<<<<
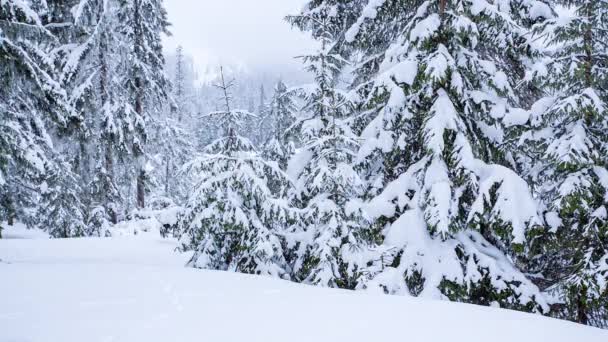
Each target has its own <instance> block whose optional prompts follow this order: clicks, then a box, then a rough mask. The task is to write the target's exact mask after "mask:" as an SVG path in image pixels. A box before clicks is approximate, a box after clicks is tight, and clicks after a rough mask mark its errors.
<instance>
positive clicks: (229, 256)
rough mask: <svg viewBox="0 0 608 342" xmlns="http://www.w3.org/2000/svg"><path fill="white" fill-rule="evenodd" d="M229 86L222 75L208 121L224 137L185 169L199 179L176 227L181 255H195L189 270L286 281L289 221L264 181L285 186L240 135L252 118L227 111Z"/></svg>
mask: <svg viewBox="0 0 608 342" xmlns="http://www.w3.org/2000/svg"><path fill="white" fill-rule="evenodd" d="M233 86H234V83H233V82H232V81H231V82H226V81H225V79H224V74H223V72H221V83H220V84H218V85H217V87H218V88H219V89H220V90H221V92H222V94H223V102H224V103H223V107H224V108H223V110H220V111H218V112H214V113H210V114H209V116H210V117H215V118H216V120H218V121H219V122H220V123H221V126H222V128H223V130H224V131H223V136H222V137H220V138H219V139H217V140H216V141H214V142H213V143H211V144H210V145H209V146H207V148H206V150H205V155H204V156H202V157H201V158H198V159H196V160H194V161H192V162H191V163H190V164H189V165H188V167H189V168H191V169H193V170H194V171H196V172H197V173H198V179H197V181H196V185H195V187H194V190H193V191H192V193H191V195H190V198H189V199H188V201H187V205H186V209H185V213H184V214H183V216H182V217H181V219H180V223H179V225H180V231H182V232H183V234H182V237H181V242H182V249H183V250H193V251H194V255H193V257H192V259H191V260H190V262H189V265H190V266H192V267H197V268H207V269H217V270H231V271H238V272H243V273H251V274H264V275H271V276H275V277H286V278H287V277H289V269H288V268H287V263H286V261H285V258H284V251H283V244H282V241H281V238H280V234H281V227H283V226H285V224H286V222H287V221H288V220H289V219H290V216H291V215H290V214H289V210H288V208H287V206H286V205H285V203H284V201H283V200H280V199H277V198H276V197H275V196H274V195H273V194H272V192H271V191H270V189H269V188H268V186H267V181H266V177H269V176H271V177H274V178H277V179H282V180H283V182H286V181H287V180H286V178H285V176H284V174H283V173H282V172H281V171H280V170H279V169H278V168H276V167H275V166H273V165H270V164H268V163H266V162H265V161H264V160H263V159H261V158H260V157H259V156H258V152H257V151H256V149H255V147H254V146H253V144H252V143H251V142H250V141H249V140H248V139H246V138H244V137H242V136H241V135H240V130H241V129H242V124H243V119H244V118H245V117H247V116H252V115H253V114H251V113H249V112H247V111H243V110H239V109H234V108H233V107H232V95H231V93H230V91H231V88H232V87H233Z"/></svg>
>>>>
Say again, word for word, the lines beginning at the top of the data and ending with the line that has "positive clicks: (229, 256)". Skip the pictures.

Each target has its own <instance> block whose optional prompts follow this order: clicks, then a box, then a rough mask. The task is to write the target's exact mask after "mask:" as an SVG path in image pixels. A box before clicks is approximate, a box after clicks is tight, and clicks after a rough mask mark its errors.
<instance>
positive clicks: (229, 256)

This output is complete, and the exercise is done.